READING TEXT »
*** Begin section ***

Jul 6 2005
So the weekend’s action started on Wednesday, for some reason, as the organizers saw fit not to schedule any races on the national holiday on Monday. That’s a little less cash in my pockets, but whatever. Sign-in went according to plan, except that my psuedo-teammates, Rudy Awerbuch and Steve Weller were planning to use disk wheels for the TT?
Excuse me? Disk wheels for a Cat 4 TT? Am I the only man left alive with some sense of shame?
Anyway, next morning, it was off the Best Western parking lot. Steve and I slide our Subarus in at a choice location, and who should pull in next to us but the Sierra Nevada pro team. Suh-weet. Since our crew had start times throughout the day, we spent hours just kicking back and chewing the fat with pro racers and mechanics about racing, The Life and sexually predatory women. We let their wrench borrow our crack pipe (that’s a disk wheel pump adapter, kids) and he tossed us a bunch of free tubes. All in all, a damn good time.
Race didn’t go so well. About 40 minutes before my start, I was ready to rip, but for some reason, they threw me in with the Juniors. Maybe it was too much sun, maybe it was too much humidity, maybe it was the 10 days of drinking beer, eating too much and not riding in Alaska last week, maybe it was the incompetant putz that tried to hold my bike at the start but instead pulled it so far backwards the chain fell off when I started to pedal, but I just couldn’t get it going. Cadence too low, gears too high. I ended up in 27, 1.2 seconds behind Rudy with the Disk Wheel and almost 2 minutes off the pace. Coulda gone worse, though. My boy Rossman finished a few seconds up on my in Cat 3, but they gave him a finish time slower than the Cat 3 Women’s Winner.
We protested this injustice the next day, and the Official’s (typically pig-headed, mad-with-power) response was to claim “it’s pretty much infallible.” No checking how Rossman’s 30 second men did, no taking finish time and subtracting start from it, just “here’s the results sheet. It’s infallible.” Now you know why I crumple my numbers and ride all over the yellow line.

*** End section ***

WHAT IS EXPECTED » In the race blog post, which team pulled into the Best Western parking lot next to the two Subarus?

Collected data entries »
*** Begin section ***

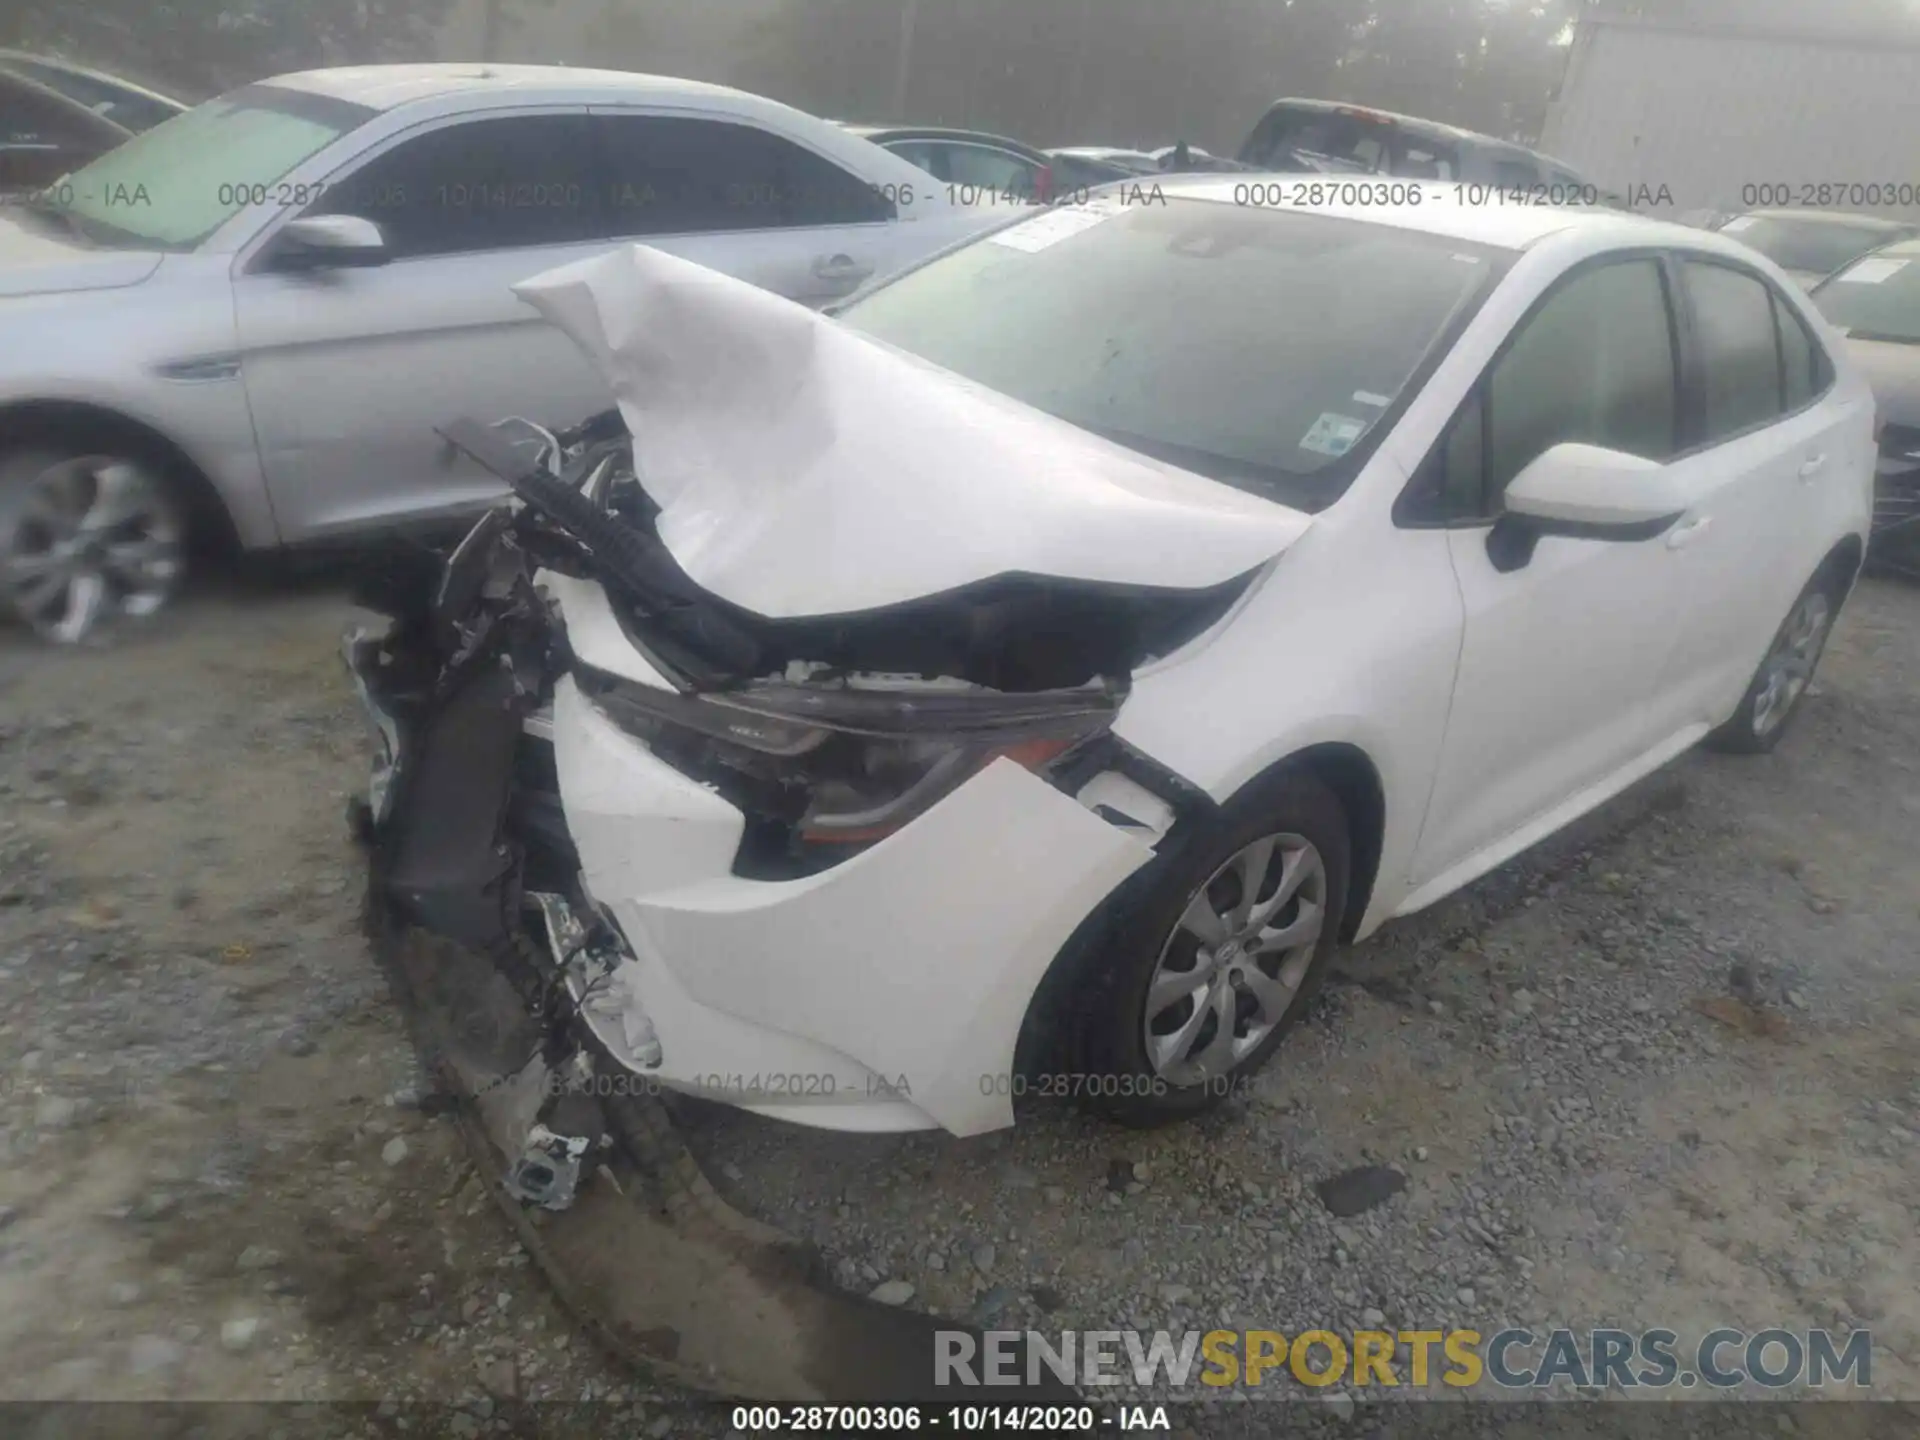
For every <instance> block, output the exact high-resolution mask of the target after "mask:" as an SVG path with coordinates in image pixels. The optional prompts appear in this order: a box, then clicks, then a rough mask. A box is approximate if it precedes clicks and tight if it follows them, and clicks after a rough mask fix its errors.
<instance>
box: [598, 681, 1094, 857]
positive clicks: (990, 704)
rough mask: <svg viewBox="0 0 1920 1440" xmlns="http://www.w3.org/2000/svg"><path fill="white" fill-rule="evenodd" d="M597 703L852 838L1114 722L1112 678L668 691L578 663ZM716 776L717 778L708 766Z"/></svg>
mask: <svg viewBox="0 0 1920 1440" xmlns="http://www.w3.org/2000/svg"><path fill="white" fill-rule="evenodd" d="M576 684H580V687H582V691H584V693H586V695H588V699H591V701H593V705H595V707H599V710H601V712H603V714H605V716H607V718H611V720H612V722H614V724H618V726H620V728H622V730H626V732H628V733H632V735H636V737H637V739H641V741H645V743H647V745H649V749H653V751H655V753H657V755H659V756H660V758H662V760H666V762H668V764H674V766H676V768H680V770H684V772H687V774H691V776H695V778H699V780H710V781H714V783H716V785H718V787H720V789H722V793H728V789H730V785H728V780H735V781H739V783H735V785H733V787H732V793H730V799H735V801H737V803H741V804H743V808H749V812H755V814H760V816H772V818H776V820H780V822H783V824H787V826H791V828H793V831H795V835H797V839H799V841H801V843H803V845H864V843H872V841H877V839H883V837H887V835H891V833H893V831H897V829H900V826H904V824H908V822H910V820H914V818H918V816H920V814H925V810H929V808H931V806H933V804H937V803H939V801H941V799H945V797H947V795H950V793H952V791H954V789H958V787H960V785H962V783H966V781H968V780H970V778H972V776H975V774H979V770H983V768H985V766H987V764H991V762H993V760H996V758H1000V756H1006V758H1010V760H1016V762H1018V764H1023V766H1027V768H1029V770H1044V768H1046V766H1048V764H1050V762H1052V760H1056V758H1058V756H1062V755H1066V753H1068V751H1071V749H1073V747H1077V745H1079V743H1083V741H1087V739H1091V737H1092V735H1098V733H1102V732H1104V730H1108V726H1112V722H1114V716H1116V714H1117V710H1119V701H1121V693H1119V691H1116V689H1114V687H1110V685H1104V684H1096V685H1083V687H1079V689H1069V691H1037V693H1025V695H1008V693H1000V691H987V689H981V687H977V685H968V684H962V682H899V684H893V682H887V684H877V682H874V684H864V685H862V684H852V682H841V684H835V685H822V684H780V682H760V684H755V685H747V687H743V689H733V691H724V693H707V695H680V693H674V691H664V689H655V687H651V685H636V684H632V682H626V680H620V678H616V676H609V674H603V672H595V670H589V668H588V666H576ZM720 772H726V774H720Z"/></svg>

*** End section ***

SOLUTION FOR THIS EXERCISE » The Sierra Nevada pro team.